[[ Material supplied open ]]
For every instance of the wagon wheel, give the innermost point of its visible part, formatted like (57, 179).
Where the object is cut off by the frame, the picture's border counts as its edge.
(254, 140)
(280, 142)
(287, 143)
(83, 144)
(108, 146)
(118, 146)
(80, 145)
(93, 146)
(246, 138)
[[ Material supplied closed ]]
Your instructions: Line by line, output the records exactly as given.

Written solution:
For every instance of the wagon wheel, give the innermost point of its visible part, formatted like (57, 179).
Where the object is cut off by the frame, the picture's border counts as its edge.
(254, 140)
(280, 142)
(287, 143)
(83, 144)
(108, 146)
(118, 146)
(80, 145)
(93, 146)
(246, 138)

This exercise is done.